INFORMATION GIVEN:
■ ■ ■ ■ ■

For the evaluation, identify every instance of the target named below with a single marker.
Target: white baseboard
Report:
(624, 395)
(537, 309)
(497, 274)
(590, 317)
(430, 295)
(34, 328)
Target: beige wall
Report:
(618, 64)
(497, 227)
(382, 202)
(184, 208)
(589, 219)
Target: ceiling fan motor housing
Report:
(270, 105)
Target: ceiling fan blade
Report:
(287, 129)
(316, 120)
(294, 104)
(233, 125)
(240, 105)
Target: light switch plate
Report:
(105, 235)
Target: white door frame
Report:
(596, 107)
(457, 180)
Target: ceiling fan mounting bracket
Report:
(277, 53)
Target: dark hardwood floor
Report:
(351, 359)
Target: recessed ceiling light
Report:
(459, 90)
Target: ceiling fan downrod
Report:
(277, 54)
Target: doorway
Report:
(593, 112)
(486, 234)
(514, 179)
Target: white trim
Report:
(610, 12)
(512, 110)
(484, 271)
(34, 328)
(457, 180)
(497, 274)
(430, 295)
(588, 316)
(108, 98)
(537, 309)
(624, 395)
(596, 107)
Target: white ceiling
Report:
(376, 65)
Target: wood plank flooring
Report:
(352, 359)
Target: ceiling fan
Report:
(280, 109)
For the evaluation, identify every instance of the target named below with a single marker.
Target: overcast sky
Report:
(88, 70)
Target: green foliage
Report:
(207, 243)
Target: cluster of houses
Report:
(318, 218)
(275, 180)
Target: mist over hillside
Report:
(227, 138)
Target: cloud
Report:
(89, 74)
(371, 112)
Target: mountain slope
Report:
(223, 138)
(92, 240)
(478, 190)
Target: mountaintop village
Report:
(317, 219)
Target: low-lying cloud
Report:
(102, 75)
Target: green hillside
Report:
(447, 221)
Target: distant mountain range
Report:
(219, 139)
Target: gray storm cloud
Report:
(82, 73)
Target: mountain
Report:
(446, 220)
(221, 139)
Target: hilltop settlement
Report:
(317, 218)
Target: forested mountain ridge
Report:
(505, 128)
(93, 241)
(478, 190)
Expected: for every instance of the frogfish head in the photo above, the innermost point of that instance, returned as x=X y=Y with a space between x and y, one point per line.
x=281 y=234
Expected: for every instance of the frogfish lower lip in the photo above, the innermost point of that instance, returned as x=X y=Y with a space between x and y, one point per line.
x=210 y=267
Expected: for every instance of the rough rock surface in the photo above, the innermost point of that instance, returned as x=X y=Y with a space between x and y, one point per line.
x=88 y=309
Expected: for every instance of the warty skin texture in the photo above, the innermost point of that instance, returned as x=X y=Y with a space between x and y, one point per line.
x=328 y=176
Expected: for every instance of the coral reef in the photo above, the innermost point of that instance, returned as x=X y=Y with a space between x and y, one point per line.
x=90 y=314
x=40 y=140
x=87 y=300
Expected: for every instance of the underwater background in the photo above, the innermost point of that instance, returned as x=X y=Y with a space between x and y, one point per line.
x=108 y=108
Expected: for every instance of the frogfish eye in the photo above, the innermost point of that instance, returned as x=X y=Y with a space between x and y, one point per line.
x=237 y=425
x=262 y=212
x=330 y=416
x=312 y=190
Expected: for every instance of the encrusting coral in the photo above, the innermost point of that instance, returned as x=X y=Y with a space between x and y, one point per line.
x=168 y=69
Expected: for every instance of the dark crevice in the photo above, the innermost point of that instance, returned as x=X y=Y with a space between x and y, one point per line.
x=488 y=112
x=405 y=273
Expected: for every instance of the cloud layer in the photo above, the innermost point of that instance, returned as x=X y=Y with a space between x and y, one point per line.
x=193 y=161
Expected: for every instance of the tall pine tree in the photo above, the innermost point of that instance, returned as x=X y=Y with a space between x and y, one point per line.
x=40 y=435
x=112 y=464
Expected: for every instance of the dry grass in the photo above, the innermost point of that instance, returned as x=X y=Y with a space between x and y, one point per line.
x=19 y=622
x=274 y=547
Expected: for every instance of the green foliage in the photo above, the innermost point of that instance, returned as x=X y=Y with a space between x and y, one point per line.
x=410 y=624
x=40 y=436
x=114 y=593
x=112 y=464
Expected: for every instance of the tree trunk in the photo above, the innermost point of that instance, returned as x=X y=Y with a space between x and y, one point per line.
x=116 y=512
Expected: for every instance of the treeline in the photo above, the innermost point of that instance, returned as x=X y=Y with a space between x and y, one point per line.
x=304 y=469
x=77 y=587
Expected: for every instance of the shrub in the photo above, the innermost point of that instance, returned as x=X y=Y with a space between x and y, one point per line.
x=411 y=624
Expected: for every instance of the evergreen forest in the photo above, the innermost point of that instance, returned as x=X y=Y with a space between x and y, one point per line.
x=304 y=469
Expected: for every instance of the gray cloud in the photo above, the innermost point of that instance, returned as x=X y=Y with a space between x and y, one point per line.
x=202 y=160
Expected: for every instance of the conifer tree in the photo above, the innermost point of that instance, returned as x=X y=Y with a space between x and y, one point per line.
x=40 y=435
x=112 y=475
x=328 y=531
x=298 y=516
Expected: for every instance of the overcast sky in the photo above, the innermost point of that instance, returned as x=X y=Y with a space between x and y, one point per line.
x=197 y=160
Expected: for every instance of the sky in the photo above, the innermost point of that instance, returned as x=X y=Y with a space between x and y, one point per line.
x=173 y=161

■ ■ ■ ■ ■

WHAT IS BEING ASKED:
Each line of the material above must be retyped precisely.

EXERCISE OUTPUT:
For the evaluation, identify every instance of the target named below with a single marker.
Target: white baseboard
Report:
(624, 395)
(537, 309)
(497, 274)
(590, 317)
(430, 295)
(34, 328)
Target: beige wall
Report:
(618, 64)
(497, 227)
(382, 202)
(184, 208)
(589, 219)
Target: ceiling fan motor housing
Report:
(270, 105)
Target: ceiling fan blade
Report:
(287, 129)
(316, 120)
(294, 104)
(233, 125)
(240, 105)
Target: light switch plate
Report:
(105, 235)
Target: white door frame
Report:
(596, 107)
(457, 180)
Target: ceiling fan mounting bracket
Report:
(277, 53)
Target: dark hardwood floor
Report:
(351, 359)
Target: recessed ceiling light
Report:
(459, 90)
Target: ceiling fan downrod
Report:
(277, 54)
Target: doorway
Report:
(593, 112)
(486, 234)
(514, 179)
Target: white trim
Report:
(610, 12)
(512, 110)
(484, 271)
(34, 328)
(457, 180)
(497, 274)
(430, 295)
(588, 316)
(108, 98)
(537, 309)
(624, 395)
(596, 107)
Target: white ceiling
Report:
(376, 65)
Target: wood plank flooring
Report:
(352, 359)
Target: ceiling fan
Report:
(280, 109)
For the evaluation, identify every instance of the target named below with a single marker.
Target: overcast sky
Report:
(88, 70)
Target: green foliage
Report:
(207, 243)
Target: cluster of houses
Report:
(318, 218)
(275, 180)
Target: mist over hillside
Report:
(227, 138)
Target: cloud
Report:
(89, 74)
(371, 112)
Target: mountain slope
Report:
(223, 138)
(92, 240)
(478, 190)
Target: mountaintop village
Report:
(317, 219)
Target: low-lying cloud
Report:
(102, 75)
Target: green hillside
Report:
(447, 221)
Target: distant mountain range
Report:
(219, 139)
Target: gray storm cloud
Report:
(82, 73)
Target: mountain
Report:
(446, 220)
(221, 139)
Target: hilltop settlement
Report:
(317, 218)
Target: forested mountain ridge
Report:
(505, 128)
(93, 241)
(478, 190)
Expected: for every instance of the frogfish head in the photo above, the innermost point of that instance, returned as x=X y=Y with a space between x and y, one point per line.
x=281 y=234
Expected: for every instance of the frogfish lower lip in the photo above, the innermost point of that instance, returned as x=X y=Y with a space between x and y, one point per line.
x=210 y=267
Expected: for every instance of the rough rock surface in the photo above, the innermost point of that instance, returned as x=X y=Y with a space between x and y, one point per line.
x=88 y=309
Expected: for every instance of the warty skin texture in the photo above, the innermost point of that instance, returned as x=X y=Y with a space between x and y, one point per line.
x=328 y=176
Expected: for every instance of the coral reef in the photo above, the innermost point of that instance, returned as x=X y=Y with a space between x and y, one point per line.
x=90 y=314
x=40 y=140
x=87 y=300
Expected: for every instance of the underwater background in the photo above, the innermost point of that instance, returned as x=X y=Y with a space between x and y, one point per line.
x=108 y=108
Expected: for every instance of the frogfish eye in the photo above, the innermost point of that instance, returned as x=X y=Y with a space between x and y, one point per line.
x=237 y=425
x=262 y=212
x=330 y=416
x=312 y=190
Expected: for every instance of the encrusting coral in the photo above, the innermost point of that instance, returned as x=X y=Y with a space between x and y, one point per line.
x=168 y=69
Expected: for every instance of the dark crevice in the photo above, the innermost point of that instance, returned as x=X y=Y with a space between x and y, one point per line.
x=488 y=112
x=405 y=273
Expected: for every instance of the cloud layer in the photo above, the innermost point of that instance, returned as x=X y=Y with a space between x and y, one point per line.
x=193 y=161
Expected: for every instance of the tall pine tree in the photo above, the innermost point of that instance, returned as x=X y=Y with a space between x and y, one point per line.
x=40 y=435
x=112 y=464
Expected: for every instance of the dry grass in the photo above, the innermost point of that instance, returned as x=X y=Y with a space between x and y, one point per line.
x=19 y=622
x=274 y=547
Expected: for every instance of the green foliage in the photo above, the innermost point of that instance, returned as x=X y=Y with a space between x and y, one point per line.
x=410 y=624
x=40 y=436
x=114 y=593
x=112 y=464
Expected: for every instance of the tree trunk in the photo above, the innermost point of that instance, returned as x=X y=Y with a space between x and y, one point per line.
x=116 y=512
Expected: for every instance of the treeline in the photo above, the innermost point of that instance, returned as x=X y=Y with a space between x and y, one point per line.
x=304 y=469
x=77 y=587
Expected: for every instance of the shrub in the photo above, the innermost point of that instance, returned as x=X y=Y with a space between x and y, one point per line.
x=411 y=624
Expected: for every instance of the evergreen forest in the photo above, the innermost point of that instance, returned as x=X y=Y with a space between x and y, one point per line.
x=304 y=469
Expected: for every instance of the gray cloud in the photo above, the innermost point of that instance, returned as x=X y=Y with a space between x and y, one point per line.
x=202 y=160
Expected: for every instance of the conifer tree in the photo above, the innermost point of that instance, returned as x=X y=Y with a space between x and y, one point per line.
x=40 y=435
x=112 y=475
x=328 y=531
x=298 y=516
Expected: for every instance of the overcast sky in the photo above, the innermost point of that instance, returned as x=X y=Y with a space between x and y, one point per line.
x=197 y=160
Expected: for every instance of the sky in the photo above, the innermost point of that instance, returned as x=X y=Y with a space between x and y, one point per line.
x=173 y=161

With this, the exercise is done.